* **Direction 1**: Reproduce the commentary on bank stress tests between "These stress tests" and "to do that?", inclusive.
* **Direction 2**: Name every company or government body that the commentary on bank stress tests mentions by name.

* **Given text**:
* BEGIN *

First we had the president becoming First Car
Salesman, offering federal guarantees for GM and
Chrysler car warrantees so that potential car
customers wouldn’t turn away from those two companies’
showrooms fearing that the manufacturers would go bust
and leave them holding the bag. Then he started
touting the cars themselves, saying they were “great
products” and that people should go out and buy them.
Now we have the White House and Treasury Department
assuring us that all 19 of the country’s biggest banks
are going to survive the credit crisis and the
economic slump, and that they are all basically sound.
Okay, so some of them, like Bank of America which has
to come up with $35 billion in new capital, need cash
infusions or need their books juggled—a total of $100
billion for all 19 banks--but as Fed Chairman and
Chief of Rehabilitation and Promotion (that’s CRAP)
for the banking industry Ben Bernanke, is assuring us,
“All the banks in the stress tests are solvent.”
Really. Forget about all those troubled assets folks.
They are solvent. Honest.
These stress tests are really a joke, though. Consider
that the government (and in the end each individual
American taxpayer) is now a huge stakeholder in every
bank that received bailout funds. If one of these
stress tests were to honestly report that one of these
“too big to fail” banks was insolvent, or that it
would become insolvent if the recession got worse,
that would cause a collapse in that bank or, at a
minimum, a plunge in its share value, with the
government being the loser.
Do we really think CRAP Bernanke and Treasury
Secretary Tim Geithner are going to do that?
The only way to do a real stress test would be the way
the Fed and the Federal Deposit Insurance Corp. and
other bank regulators used to do them: in complete
secrecy. Banks, after all, which even under the best
of circumstances lend out 10 times their assets, are
critically dependent upon the confidence of their
depositors. Any sign that a bank is in trouble and the
depositors and even business customers like those who
maintain credit lines at an institution, start to
flee.

* END *

* **Records provided**:

* BEGIN *

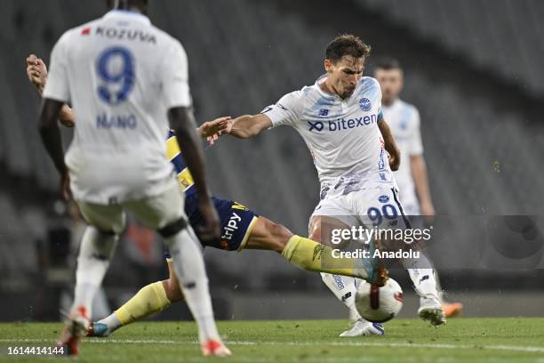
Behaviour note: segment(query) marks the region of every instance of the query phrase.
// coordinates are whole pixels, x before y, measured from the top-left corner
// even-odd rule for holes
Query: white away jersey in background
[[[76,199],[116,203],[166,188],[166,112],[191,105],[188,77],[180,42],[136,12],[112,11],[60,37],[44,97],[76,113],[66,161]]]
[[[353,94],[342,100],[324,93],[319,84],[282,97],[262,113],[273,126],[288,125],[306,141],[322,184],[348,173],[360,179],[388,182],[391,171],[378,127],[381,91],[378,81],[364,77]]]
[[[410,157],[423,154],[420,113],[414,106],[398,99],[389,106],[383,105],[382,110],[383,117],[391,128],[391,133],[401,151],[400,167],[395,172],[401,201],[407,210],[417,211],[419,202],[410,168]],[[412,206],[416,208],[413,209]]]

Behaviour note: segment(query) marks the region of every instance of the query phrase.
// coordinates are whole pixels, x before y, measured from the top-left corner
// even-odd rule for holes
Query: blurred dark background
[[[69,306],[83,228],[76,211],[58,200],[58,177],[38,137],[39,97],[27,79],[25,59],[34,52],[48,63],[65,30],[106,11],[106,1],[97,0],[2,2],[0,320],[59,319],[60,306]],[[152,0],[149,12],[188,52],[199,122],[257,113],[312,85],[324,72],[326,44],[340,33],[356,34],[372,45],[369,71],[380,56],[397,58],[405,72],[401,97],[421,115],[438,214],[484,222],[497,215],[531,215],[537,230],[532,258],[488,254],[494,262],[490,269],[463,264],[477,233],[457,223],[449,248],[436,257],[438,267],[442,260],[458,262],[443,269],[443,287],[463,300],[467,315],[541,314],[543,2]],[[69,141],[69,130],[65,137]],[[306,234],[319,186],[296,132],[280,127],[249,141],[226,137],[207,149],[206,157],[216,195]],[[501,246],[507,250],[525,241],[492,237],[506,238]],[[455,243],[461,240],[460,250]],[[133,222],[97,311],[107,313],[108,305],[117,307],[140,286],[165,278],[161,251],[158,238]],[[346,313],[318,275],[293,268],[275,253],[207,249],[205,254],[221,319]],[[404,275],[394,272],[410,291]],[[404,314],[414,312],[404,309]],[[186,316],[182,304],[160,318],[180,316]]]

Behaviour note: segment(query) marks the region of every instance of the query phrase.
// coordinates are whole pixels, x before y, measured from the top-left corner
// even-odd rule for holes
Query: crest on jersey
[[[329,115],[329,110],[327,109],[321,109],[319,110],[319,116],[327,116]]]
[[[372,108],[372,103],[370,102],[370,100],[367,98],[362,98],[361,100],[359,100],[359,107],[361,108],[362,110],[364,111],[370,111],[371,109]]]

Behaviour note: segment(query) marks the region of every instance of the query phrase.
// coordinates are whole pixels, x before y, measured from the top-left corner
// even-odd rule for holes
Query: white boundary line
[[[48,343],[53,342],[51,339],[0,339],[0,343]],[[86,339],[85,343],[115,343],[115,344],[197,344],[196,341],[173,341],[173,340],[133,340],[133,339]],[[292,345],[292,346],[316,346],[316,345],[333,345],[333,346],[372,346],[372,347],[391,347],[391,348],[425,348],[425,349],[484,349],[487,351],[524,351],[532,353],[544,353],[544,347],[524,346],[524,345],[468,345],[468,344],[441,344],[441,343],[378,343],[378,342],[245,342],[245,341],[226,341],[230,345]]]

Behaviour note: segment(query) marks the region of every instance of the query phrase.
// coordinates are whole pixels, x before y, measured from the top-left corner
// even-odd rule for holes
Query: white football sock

* END *

* **Expected answer 1**:
These stress tests are really a joke, though. Consider
that the government (and in the end each individual
American taxpayer) is now a huge stakeholder in every
bank that received bailout funds. If one of these
stress tests were to honestly report that one of these
“too big to fail” banks was insolvent, or that it
would become insolvent if the recession got worse,
that would cause a collapse in that bank or, at a
minimum, a plunge in its share value, with the
government being the loser.
Do we really think CRAP Bernanke and Treasury
Secretary Tim Geithner are going to do that?

* **Expected answer 2**:
- GM
- Chrysler
- White House
- Treasury Department
- Bank of America
- Fed
- Federal Deposit Insurance Corp.